#### Exercise objective
In the records that come next, find every line with "rear". Return those lines.

BEGIN Data supplied

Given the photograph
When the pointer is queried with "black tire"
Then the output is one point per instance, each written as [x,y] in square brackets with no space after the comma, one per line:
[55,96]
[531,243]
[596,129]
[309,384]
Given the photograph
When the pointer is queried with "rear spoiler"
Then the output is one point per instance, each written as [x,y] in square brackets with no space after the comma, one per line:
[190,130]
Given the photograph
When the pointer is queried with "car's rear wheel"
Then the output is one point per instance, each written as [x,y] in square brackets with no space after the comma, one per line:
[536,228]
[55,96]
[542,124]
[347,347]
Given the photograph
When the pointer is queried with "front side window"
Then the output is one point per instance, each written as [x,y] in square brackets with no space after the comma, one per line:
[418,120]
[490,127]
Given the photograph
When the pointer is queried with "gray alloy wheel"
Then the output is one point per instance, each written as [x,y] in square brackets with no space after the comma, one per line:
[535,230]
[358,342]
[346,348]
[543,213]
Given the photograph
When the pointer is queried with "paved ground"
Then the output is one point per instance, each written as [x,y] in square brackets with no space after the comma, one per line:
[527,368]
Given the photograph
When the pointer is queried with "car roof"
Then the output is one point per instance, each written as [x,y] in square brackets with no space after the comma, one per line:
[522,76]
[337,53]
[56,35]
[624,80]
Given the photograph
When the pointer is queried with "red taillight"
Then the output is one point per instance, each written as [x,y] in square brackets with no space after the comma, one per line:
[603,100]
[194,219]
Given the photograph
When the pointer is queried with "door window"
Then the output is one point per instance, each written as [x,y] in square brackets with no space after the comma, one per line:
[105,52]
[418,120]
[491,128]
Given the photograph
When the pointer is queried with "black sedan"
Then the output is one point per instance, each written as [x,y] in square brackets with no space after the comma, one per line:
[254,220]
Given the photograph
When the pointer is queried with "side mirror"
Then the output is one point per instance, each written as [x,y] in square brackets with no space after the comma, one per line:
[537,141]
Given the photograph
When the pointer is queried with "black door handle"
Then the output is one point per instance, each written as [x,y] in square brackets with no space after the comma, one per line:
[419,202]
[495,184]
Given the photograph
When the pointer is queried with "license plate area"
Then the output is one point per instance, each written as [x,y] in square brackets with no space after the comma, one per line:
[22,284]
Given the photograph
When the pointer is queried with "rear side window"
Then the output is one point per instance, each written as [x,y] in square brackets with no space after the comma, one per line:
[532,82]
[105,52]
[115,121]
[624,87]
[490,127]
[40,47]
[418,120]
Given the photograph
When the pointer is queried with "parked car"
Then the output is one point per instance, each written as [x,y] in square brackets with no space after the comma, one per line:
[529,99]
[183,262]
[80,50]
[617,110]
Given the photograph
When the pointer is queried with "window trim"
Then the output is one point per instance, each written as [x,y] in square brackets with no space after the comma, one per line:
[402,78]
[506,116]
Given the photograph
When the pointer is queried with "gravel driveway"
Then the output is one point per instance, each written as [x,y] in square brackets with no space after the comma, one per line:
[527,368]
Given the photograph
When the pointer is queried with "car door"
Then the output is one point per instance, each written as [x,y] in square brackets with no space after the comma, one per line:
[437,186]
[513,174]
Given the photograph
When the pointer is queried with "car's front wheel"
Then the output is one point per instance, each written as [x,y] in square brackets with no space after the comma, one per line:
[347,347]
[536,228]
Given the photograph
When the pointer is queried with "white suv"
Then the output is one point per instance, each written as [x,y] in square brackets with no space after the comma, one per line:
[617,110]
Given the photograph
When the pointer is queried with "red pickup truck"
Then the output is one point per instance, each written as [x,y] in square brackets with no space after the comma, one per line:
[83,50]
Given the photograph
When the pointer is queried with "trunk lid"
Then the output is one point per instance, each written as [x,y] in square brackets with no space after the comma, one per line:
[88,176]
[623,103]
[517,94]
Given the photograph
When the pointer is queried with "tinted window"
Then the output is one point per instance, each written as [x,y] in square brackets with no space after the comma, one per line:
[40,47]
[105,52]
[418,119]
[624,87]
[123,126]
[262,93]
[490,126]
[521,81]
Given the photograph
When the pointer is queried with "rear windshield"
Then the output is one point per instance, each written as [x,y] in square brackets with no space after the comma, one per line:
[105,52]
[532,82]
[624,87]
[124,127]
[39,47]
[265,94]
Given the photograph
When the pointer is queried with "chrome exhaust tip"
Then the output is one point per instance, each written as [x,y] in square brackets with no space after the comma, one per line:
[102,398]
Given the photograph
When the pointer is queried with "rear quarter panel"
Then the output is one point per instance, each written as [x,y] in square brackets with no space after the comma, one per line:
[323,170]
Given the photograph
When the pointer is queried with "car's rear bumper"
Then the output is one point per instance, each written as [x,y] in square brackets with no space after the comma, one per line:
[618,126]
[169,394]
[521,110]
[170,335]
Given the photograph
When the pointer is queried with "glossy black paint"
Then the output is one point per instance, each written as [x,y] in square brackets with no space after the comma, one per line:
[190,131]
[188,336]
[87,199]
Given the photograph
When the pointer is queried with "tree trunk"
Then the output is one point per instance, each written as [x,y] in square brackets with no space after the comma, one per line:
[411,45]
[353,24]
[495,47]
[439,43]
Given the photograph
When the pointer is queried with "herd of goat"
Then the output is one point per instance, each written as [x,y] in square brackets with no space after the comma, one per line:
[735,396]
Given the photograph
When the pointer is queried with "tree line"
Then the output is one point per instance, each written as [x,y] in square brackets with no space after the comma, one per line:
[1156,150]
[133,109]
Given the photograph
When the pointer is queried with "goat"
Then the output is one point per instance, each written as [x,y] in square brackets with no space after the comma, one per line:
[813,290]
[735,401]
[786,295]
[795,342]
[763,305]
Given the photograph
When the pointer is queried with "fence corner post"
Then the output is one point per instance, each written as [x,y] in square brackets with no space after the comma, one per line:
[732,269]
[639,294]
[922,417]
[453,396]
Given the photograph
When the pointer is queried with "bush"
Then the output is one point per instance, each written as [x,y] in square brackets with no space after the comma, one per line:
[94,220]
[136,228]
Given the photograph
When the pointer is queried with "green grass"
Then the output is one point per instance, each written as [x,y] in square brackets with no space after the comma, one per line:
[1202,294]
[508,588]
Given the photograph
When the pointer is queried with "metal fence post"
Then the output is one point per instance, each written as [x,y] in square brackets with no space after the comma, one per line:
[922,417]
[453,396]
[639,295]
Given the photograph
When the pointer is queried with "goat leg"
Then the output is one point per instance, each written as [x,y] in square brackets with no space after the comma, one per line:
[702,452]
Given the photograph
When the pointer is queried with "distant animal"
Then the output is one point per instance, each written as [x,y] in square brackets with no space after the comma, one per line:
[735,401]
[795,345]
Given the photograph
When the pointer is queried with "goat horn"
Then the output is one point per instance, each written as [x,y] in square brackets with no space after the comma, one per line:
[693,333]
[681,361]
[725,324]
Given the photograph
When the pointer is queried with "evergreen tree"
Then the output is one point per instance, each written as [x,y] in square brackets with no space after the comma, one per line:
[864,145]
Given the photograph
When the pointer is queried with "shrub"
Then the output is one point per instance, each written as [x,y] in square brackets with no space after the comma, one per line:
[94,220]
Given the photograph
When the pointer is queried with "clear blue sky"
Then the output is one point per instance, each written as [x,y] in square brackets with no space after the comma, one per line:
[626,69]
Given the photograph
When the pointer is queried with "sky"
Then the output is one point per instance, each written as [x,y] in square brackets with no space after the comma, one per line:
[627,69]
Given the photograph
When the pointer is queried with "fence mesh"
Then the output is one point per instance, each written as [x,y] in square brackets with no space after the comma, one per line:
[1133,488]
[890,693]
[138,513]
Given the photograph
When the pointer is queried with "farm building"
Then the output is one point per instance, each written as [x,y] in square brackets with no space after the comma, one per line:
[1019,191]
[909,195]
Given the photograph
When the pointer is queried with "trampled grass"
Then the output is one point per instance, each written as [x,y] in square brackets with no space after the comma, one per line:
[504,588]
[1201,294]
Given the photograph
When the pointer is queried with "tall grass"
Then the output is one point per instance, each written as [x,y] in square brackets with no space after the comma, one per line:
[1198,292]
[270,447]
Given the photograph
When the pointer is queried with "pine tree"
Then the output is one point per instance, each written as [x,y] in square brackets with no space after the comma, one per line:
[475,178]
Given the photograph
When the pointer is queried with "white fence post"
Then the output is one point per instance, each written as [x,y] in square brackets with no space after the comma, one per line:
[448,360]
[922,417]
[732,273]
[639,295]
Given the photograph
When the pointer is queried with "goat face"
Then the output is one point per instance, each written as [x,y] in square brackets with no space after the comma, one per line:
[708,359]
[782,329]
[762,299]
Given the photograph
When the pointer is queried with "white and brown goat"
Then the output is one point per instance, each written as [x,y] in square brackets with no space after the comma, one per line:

END Data supplied

#### Written solution
When the pointer is queried with "rear spoiler"
When the pointer is queried with "car's rear wheel"
When the pointer is queried with "rear side window"
When the pointer is queried with "rear windshield"
When the pointer is queried with "rear quarter panel"
When the pointer is queried with "car's rear bumper"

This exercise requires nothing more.